## Exercise 1
In the hospital essay, rewrite everything from "At my in-law’s" down to "reason to stay.", replacing "spouses" with "partners".
## Exercise 2
In the hospital essay, what did the doctor say on Saturday?
## Exercise 3
According to the hospital essay, why did the writer change from "no way" to agreeing it was time to go home?
===== Reading passage
Me in the hospital in February 2012 after first neurosurgery.



I suppose everyone has a different experience of the hospital than I do / did, but for me a shift happens at some point during hospitalization. When I was admitted this last time, I was miserable. After surgery, I was hurting really bad. During my first days in a hospital I usually feel as though I need to be there. With this last ER visit and hospitalization, I could only find relief at the hospital and couldn’t imagine going home. As time goes by, though, I begin to feel better and there is finally time when I realize I can go home. A shift happens where my need for the hospital is outweighed by a need to go home.


This time I had so many ‘incidents’ that made me feel bad (like the spinal fluid leaking or migraines) that I didn’t realize how much better I was getting overall! On Saturday the doctor came in and said they were ready to discharge me when I was ready to go. I was shocked. At first I said, “no way.” I mean, I had just had a migraine that morning, but, then, I realized that my pain meds were being reduced, anyway, and there is really very little they can do for the migraines anyway. There was nothing I was getting at the hospital that I couldn’t do at home. It was an odd moment for me and I looked up at the doctor and said, “You know, it seems like it is time to go home after all.” I only wanted to clarify our at home plan for remaining comfortable and healthy.

At my in-law’s home recovering after my first neurosurgery in Feb. 2012



Sometimes it is difficult to recognize our place and what is healthy for us. Whether it is our marriage, a house, a church or organization, or group of friends we can sometimes forget to consider our own health and happiness. I think, especially in marriage, we get comfortable and stop talking to our spouses about healthiness in our relationship(s). Just like in my hospital stay where I constantly evaluated my health and situation with my wife, the nurses & doctors, and with myself; our marriages and other relationships constantly need to have healthy communication and evaluation otherwise we lose track of our health. We wake up one day and realize that we no longer have a healthy reason to stay.


To stay healthy, we can’t just talk about the ‘nice’ things…In the hospital it isn’t easy, at first, to talk about bowel movements or have someone you don’t know help you with a shower; but these difficult conversations are just as important as the easy ones. In marriage, especially, it is easy to just say the “I Love You’s” and forget to talk about the difficult things. Carrie and I try to talk about the difficult things as much as the easy stuff. It sometimes means that we fight. It sometimes means that we get angry or hurt, but, in the end, it always means that we grow in our relationship, know one another more, and have a more solid foundation for the future.


We have to keep an eye on our relationships and we have to constantly evaluate where we are in those relationships and their healthiness.
==========
===== Data excerpts
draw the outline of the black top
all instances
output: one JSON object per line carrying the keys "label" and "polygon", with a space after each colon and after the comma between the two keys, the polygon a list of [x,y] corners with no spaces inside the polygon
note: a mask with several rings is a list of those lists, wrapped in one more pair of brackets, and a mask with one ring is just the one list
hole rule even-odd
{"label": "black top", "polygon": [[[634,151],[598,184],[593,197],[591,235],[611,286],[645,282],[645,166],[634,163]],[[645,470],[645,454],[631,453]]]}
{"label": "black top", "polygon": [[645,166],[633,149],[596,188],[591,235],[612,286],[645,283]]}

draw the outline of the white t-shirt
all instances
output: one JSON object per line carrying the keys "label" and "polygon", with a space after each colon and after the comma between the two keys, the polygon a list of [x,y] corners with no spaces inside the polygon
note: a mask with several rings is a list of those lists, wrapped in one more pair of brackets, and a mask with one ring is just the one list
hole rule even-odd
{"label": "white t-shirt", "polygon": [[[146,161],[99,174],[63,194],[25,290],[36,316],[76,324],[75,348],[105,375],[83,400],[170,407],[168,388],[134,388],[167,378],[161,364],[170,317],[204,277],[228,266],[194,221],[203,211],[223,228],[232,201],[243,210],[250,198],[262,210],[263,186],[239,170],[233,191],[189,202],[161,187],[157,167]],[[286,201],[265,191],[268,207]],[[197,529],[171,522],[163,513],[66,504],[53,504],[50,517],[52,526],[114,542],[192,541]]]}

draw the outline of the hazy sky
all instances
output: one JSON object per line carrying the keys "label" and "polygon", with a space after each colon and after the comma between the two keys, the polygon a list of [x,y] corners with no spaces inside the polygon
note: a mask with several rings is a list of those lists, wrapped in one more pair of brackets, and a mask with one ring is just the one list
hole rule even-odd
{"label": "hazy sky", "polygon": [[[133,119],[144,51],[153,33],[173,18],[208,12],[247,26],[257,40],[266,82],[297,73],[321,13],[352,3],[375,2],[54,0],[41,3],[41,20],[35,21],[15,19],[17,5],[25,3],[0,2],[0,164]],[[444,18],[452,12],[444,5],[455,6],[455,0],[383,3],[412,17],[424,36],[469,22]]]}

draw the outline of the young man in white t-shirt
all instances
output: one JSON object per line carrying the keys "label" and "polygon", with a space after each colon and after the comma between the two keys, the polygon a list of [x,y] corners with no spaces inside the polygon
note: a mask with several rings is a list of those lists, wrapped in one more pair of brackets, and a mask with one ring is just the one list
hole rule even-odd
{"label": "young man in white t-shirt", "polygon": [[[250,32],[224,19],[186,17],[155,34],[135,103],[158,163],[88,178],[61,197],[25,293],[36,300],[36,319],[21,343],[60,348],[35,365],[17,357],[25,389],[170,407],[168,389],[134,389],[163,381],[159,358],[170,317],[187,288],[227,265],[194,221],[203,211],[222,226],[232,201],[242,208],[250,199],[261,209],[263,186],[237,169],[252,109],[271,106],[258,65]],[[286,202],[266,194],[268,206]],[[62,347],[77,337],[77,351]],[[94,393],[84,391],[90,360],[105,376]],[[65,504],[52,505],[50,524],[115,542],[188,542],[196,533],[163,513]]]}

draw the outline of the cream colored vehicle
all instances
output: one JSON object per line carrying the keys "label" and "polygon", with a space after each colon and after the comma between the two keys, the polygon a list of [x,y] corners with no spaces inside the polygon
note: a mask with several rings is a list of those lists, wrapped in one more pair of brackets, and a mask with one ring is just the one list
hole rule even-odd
==========
===== Data excerpts
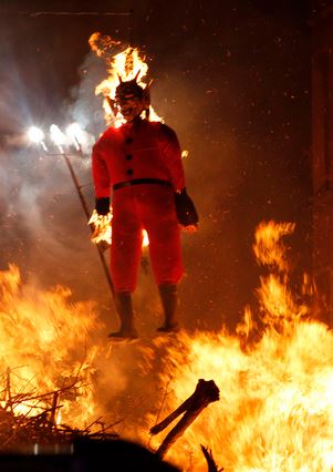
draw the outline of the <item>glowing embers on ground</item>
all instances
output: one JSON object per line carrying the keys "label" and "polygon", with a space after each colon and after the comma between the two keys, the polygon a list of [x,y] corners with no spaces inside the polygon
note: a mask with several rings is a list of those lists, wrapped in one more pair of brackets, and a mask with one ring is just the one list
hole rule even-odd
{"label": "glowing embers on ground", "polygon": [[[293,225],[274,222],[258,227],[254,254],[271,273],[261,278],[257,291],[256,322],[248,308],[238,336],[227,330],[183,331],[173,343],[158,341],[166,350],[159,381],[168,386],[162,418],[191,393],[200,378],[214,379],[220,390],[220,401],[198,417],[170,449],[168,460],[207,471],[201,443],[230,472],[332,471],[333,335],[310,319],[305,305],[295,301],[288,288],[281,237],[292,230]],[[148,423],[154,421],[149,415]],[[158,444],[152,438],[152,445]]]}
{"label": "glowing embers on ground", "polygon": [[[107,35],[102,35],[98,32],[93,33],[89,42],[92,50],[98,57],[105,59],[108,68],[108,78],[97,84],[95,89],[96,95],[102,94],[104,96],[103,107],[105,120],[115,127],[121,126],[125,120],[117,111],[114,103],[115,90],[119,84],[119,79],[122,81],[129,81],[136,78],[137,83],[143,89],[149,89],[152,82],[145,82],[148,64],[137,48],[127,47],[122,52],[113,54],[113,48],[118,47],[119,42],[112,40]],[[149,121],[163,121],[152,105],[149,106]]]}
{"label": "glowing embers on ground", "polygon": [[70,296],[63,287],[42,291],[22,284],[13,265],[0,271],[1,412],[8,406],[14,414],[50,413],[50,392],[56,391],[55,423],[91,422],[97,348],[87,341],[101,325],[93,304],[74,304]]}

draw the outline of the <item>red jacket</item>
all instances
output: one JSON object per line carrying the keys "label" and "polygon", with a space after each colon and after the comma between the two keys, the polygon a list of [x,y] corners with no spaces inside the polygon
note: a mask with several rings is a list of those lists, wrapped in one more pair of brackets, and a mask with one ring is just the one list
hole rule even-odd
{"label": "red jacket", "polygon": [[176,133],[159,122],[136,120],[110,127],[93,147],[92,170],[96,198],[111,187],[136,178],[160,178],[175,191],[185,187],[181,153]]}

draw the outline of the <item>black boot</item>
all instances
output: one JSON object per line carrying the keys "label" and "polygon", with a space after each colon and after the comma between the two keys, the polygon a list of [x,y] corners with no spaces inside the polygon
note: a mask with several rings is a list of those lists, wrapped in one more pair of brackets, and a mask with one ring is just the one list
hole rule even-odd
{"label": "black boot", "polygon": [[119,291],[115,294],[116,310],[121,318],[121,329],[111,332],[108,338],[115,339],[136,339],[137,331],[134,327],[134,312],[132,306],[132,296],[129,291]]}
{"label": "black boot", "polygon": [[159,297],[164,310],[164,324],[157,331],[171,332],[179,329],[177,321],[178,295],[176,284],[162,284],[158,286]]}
==========
## Answer space 1
At my in-law’s home recovering after my first neurosurgery in Feb. 2012



Sometimes it is difficult to recognize our place and what is healthy for us. Whether it is our marriage, a house, a church or organization, or group of friends we can sometimes forget to consider our own health and happiness. I think, especially in marriage, we get comfortable and stop talking to our partners about healthiness in our relationship(s). Just like in my hospital stay where I constantly evaluated my health and situation with my wife, the nurses & doctors, and with myself; our marriages and other relationships constantly need to have healthy communication and evaluation otherwise we lose track of our health. We wake up one day and realize that we no longer have a healthy reason to stay.

## Answer space 2
The hospital was ready to discharge the writer once the writer was ready to go.

## Answer space 3
The writer's pain meds were already being reduced, and the hospital could do very little for the migraines. Nothing the writer was getting at the hospital couldn't be done at home.